Requirements
Give the lines again, starting with the line that contains "fence for real-time telestration." and going on through the line that contains "[802,551,946,592]", with "wooden fence" put in place of "wire fence" and all else unchanged.

Dataset content
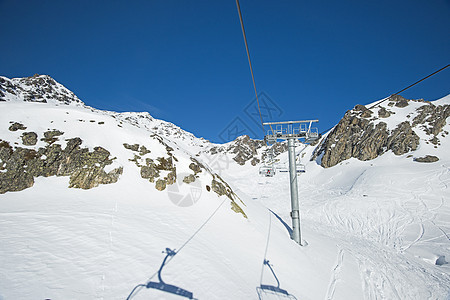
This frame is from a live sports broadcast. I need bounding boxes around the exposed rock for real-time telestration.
[156,157,173,171]
[41,130,64,144]
[211,179,227,196]
[123,143,139,151]
[250,157,261,166]
[8,122,27,131]
[22,132,37,146]
[414,155,439,163]
[412,103,450,136]
[139,145,150,156]
[0,74,82,104]
[141,163,159,182]
[389,95,409,107]
[210,174,247,218]
[312,111,419,168]
[385,121,420,155]
[0,134,123,194]
[395,99,408,108]
[353,104,372,118]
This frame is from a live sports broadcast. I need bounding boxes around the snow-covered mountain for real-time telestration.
[0,75,450,299]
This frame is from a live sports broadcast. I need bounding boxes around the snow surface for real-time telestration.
[0,92,450,300]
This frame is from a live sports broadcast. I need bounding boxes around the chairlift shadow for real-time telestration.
[269,209,293,237]
[146,248,195,299]
[256,259,297,300]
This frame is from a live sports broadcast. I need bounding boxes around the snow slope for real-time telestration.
[0,76,450,300]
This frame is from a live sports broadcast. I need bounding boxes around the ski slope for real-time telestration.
[0,92,450,300]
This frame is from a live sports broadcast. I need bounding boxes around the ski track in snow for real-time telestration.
[325,247,344,300]
[0,95,450,300]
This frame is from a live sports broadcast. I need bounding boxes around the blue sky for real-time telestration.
[0,0,450,142]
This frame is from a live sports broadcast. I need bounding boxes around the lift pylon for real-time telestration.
[263,120,319,246]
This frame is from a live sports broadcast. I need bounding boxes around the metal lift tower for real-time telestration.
[264,120,319,246]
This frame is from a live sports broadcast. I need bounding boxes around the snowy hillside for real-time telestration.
[0,76,450,300]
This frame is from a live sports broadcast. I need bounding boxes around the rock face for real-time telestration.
[311,96,450,168]
[0,131,122,194]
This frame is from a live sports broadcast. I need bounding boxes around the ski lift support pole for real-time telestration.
[263,120,319,246]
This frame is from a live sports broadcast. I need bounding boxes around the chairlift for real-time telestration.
[146,248,194,299]
[256,259,297,300]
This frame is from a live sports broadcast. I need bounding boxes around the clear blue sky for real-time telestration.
[0,0,450,142]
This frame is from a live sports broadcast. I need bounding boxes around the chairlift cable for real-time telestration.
[126,198,228,300]
[236,0,265,136]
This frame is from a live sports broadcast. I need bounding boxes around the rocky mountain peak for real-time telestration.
[311,95,450,168]
[0,74,83,105]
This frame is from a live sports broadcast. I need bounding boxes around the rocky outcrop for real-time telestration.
[312,99,419,168]
[0,132,122,194]
[412,103,450,140]
[123,138,177,191]
[210,174,247,219]
[22,132,37,146]
[0,74,83,104]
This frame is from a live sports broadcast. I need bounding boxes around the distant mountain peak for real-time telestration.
[0,74,84,105]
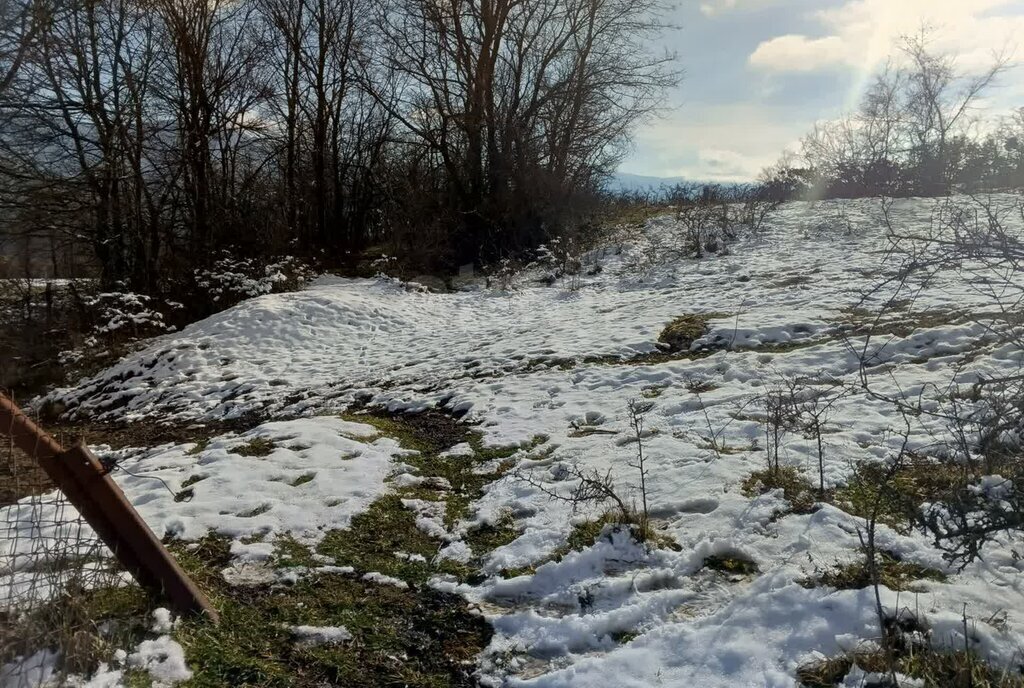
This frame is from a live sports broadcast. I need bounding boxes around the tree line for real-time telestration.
[0,0,677,294]
[763,32,1024,198]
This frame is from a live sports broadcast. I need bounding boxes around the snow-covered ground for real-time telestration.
[8,196,1024,688]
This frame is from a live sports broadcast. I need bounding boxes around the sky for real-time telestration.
[620,0,1024,181]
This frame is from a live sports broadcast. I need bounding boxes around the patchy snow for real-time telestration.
[18,200,1024,688]
[126,636,191,688]
[362,571,409,589]
[292,626,352,645]
[150,607,177,634]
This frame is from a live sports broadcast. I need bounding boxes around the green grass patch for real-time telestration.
[834,457,973,533]
[657,313,727,352]
[288,471,316,487]
[797,647,1024,688]
[230,437,276,457]
[803,551,946,592]
[703,554,761,575]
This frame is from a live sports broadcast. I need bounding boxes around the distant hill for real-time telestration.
[605,172,686,192]
[605,172,743,194]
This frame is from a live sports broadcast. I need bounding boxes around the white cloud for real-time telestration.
[700,0,784,17]
[749,0,1024,72]
[749,34,857,72]
[623,102,807,182]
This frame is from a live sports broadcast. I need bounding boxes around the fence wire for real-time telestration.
[0,405,131,688]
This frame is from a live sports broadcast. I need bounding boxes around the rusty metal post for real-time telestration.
[0,394,219,621]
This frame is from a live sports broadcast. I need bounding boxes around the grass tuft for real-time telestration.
[740,466,818,514]
[230,437,275,457]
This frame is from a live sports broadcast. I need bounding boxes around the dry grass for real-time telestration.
[740,466,827,514]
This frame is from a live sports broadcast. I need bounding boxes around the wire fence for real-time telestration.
[0,401,134,688]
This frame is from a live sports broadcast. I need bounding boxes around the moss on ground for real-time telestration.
[833,457,973,532]
[230,437,276,458]
[797,647,1024,688]
[25,412,547,688]
[703,554,761,575]
[657,313,724,352]
[802,551,946,592]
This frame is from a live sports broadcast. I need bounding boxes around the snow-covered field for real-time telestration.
[6,196,1024,688]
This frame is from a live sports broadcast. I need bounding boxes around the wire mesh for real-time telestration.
[0,405,131,688]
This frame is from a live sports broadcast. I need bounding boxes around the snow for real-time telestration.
[292,626,352,645]
[126,636,191,688]
[11,200,1024,688]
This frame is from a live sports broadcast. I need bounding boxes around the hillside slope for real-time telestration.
[8,200,1024,688]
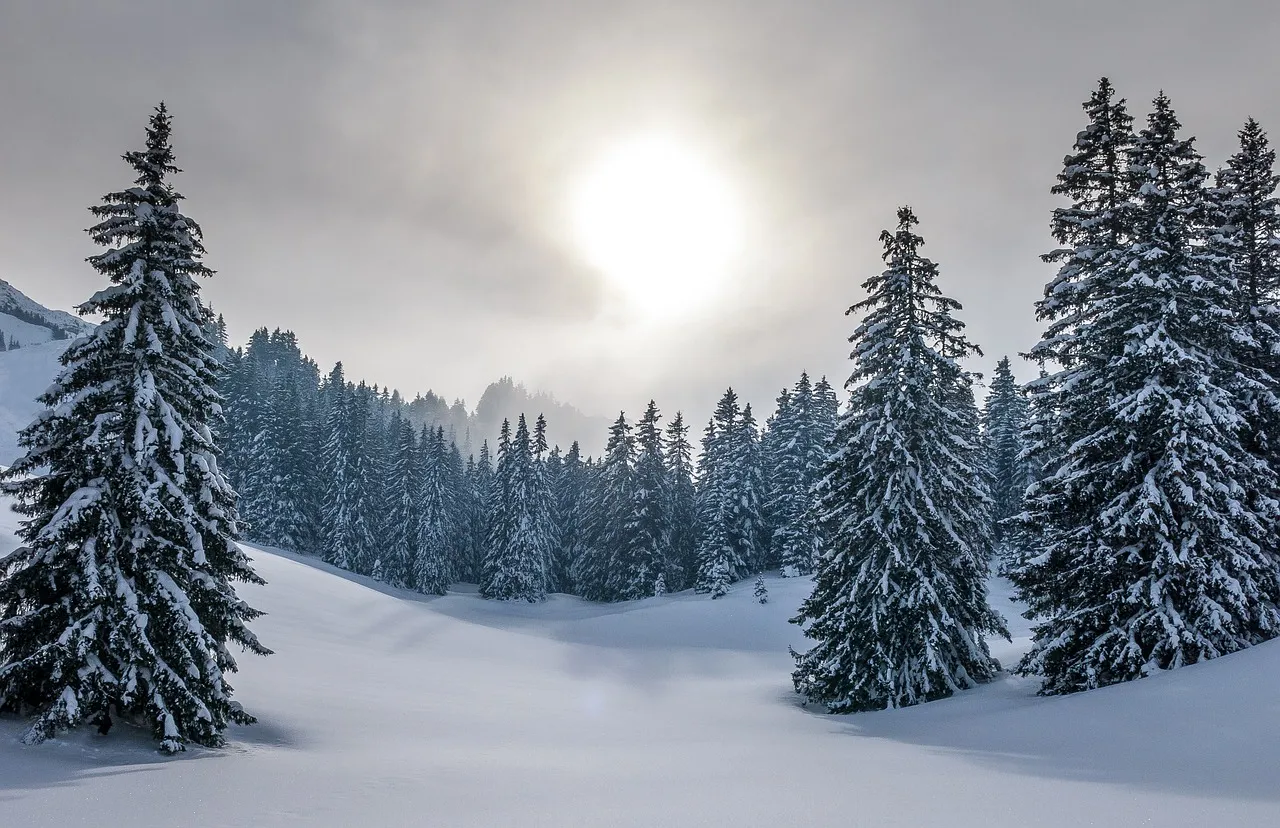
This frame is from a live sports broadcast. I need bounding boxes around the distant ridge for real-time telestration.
[0,279,93,346]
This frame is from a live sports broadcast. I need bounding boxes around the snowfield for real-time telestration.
[0,496,1280,828]
[0,337,70,466]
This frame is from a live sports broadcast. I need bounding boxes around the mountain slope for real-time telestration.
[0,340,70,466]
[0,279,93,346]
[0,499,1280,828]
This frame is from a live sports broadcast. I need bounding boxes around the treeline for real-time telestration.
[794,78,1280,712]
[219,323,838,601]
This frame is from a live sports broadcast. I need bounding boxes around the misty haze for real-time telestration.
[0,0,1280,828]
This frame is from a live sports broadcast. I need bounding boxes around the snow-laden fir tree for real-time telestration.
[627,399,672,599]
[982,357,1030,545]
[768,372,831,576]
[694,388,764,598]
[480,415,549,603]
[694,401,746,598]
[0,104,268,752]
[320,362,365,569]
[1014,95,1280,694]
[375,412,426,589]
[529,415,559,591]
[550,440,589,594]
[792,207,1007,713]
[460,440,494,584]
[1210,118,1280,476]
[663,411,698,591]
[411,426,461,595]
[573,412,640,601]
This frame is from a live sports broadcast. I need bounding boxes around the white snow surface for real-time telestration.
[0,337,70,466]
[0,504,1280,828]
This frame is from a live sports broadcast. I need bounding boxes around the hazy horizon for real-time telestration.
[0,0,1280,424]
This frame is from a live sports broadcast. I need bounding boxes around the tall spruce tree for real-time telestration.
[982,357,1030,545]
[1210,118,1280,476]
[792,207,1007,713]
[480,415,548,603]
[620,399,672,598]
[0,104,269,752]
[769,372,833,577]
[375,422,429,589]
[663,411,698,591]
[550,440,588,593]
[412,426,460,595]
[1014,95,1280,694]
[573,412,640,601]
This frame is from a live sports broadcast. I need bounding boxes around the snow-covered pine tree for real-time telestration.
[813,376,840,440]
[663,411,698,591]
[320,362,364,569]
[346,383,384,575]
[550,440,589,594]
[480,415,548,603]
[728,403,769,578]
[760,388,788,567]
[751,575,769,604]
[529,413,559,593]
[376,411,429,589]
[1210,118,1280,476]
[0,104,269,752]
[771,372,835,577]
[792,207,1007,713]
[573,412,640,601]
[412,426,461,595]
[1015,95,1280,694]
[694,406,746,598]
[627,399,672,599]
[982,357,1030,545]
[460,440,495,584]
[1005,78,1135,581]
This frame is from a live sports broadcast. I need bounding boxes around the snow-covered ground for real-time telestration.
[0,496,1280,828]
[0,337,70,466]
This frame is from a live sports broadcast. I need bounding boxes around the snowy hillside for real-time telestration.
[0,339,70,466]
[0,279,93,346]
[0,496,1280,828]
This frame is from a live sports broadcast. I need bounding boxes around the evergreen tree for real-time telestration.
[618,399,672,598]
[480,415,548,603]
[694,388,764,598]
[550,440,589,593]
[792,207,1007,713]
[573,412,640,601]
[320,362,364,569]
[0,104,269,752]
[1210,118,1280,476]
[769,372,835,576]
[375,422,430,589]
[413,427,456,595]
[663,411,698,591]
[694,406,746,598]
[982,357,1029,544]
[751,575,769,604]
[1015,95,1280,694]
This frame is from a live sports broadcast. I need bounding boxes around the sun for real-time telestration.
[572,133,742,317]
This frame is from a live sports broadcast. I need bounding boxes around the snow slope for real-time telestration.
[0,279,93,344]
[0,501,1280,828]
[0,337,70,466]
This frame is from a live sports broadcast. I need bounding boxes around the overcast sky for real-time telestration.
[0,0,1280,427]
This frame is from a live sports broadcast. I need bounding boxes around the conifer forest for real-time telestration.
[0,6,1280,825]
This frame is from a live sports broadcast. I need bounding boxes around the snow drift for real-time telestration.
[0,496,1280,827]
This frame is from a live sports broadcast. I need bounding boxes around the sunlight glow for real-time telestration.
[572,133,741,317]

Answer to the problem
This frame is from a live sports broadcast. I need bounding boxes around the wooden fence for real-time telestration.
[0,401,134,688]
This frame is from a live sports broadcast. I need bounding boxes around the moss on ground for real-time telestration.
[833,457,973,532]
[230,437,276,458]
[797,647,1024,688]
[25,412,547,688]
[703,554,761,575]
[657,313,724,352]
[802,551,946,592]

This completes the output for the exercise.